| DATA SECTION |
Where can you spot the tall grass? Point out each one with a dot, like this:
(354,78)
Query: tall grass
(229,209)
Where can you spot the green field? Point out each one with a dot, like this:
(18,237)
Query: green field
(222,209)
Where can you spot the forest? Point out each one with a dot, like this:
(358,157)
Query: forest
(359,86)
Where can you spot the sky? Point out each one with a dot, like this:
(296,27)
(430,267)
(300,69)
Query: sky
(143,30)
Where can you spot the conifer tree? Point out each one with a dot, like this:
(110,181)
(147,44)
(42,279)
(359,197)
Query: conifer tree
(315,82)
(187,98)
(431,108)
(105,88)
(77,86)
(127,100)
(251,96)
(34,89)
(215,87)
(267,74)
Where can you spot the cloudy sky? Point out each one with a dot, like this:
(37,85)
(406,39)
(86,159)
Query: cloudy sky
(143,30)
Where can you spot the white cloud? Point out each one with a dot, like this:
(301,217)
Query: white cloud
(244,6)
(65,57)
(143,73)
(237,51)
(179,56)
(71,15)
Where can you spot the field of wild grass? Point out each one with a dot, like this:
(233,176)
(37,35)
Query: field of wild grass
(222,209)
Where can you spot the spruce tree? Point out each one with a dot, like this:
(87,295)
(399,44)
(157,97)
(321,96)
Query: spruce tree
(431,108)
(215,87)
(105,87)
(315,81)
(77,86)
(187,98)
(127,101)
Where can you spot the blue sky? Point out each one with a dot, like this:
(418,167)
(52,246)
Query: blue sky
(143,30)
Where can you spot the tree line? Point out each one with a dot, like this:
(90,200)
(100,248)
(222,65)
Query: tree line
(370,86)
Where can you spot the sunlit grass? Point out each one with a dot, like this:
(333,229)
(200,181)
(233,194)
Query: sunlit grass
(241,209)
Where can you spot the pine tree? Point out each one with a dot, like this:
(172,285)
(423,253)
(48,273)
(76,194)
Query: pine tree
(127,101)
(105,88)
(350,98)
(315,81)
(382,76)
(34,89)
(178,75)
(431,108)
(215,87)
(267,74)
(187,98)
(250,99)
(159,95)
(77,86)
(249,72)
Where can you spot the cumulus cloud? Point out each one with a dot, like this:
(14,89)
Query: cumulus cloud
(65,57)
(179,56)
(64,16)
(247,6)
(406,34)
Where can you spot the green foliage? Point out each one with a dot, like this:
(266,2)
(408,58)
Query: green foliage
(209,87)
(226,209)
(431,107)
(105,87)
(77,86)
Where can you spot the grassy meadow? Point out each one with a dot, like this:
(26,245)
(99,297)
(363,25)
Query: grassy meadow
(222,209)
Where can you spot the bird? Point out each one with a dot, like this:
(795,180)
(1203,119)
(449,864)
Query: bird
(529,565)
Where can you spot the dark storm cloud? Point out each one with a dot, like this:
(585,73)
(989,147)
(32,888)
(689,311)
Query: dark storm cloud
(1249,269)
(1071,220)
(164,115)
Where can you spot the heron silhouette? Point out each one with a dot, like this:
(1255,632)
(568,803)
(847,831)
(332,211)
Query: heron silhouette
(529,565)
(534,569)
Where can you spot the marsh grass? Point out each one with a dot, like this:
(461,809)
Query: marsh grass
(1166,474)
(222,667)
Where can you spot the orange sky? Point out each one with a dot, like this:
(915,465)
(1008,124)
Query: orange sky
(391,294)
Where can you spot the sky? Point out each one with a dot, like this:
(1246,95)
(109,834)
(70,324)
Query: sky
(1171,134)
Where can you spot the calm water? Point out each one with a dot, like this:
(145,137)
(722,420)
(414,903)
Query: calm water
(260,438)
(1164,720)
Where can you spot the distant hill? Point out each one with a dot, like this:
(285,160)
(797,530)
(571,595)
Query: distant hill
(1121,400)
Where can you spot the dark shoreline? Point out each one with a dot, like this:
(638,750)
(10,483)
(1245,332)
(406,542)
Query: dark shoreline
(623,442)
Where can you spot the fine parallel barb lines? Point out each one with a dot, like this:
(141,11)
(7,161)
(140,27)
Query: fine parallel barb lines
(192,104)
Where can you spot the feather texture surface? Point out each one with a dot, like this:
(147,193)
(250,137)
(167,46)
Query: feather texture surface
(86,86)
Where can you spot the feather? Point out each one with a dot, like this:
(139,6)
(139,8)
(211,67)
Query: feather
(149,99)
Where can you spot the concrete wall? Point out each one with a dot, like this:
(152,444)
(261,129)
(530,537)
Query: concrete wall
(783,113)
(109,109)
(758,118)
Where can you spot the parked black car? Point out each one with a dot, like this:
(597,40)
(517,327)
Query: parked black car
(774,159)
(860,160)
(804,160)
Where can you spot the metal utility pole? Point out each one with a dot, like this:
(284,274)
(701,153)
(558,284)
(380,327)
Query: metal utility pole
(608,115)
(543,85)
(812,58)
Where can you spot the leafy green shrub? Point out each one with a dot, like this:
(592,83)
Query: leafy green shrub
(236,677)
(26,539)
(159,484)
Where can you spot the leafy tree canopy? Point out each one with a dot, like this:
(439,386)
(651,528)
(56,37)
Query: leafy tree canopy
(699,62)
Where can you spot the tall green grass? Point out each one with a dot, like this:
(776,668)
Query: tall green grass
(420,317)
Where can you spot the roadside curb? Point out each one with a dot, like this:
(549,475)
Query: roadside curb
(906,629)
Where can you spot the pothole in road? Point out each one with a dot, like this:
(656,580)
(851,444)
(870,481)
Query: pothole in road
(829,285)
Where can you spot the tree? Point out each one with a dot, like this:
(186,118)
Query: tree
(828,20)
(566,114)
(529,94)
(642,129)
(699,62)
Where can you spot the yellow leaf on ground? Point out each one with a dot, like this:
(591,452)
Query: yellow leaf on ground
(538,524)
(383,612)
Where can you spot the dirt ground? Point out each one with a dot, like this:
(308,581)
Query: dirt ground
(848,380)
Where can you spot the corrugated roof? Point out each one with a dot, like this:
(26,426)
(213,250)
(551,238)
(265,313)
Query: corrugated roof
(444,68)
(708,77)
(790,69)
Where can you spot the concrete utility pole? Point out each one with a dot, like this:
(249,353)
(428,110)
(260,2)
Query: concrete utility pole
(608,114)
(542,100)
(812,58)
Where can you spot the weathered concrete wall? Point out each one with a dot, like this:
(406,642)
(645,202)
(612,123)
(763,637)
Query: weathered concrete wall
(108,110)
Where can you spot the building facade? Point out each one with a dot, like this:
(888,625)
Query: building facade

| SHORT TASK |
Reproduce everything in the listing above, from the line containing "Where can you spot the weathered" down to the end of the listing, with both ends included and nothing changed.

| SOLUTION FOR THIS PROBLEM |
Where can you spot the weathered concrete wall? Point out each one with a dot, like this:
(406,642)
(645,202)
(612,123)
(763,637)
Query: weathered concrete wall
(108,110)
Where can you spot the building facade? Point out each one with a dot, like this:
(888,625)
Query: building facade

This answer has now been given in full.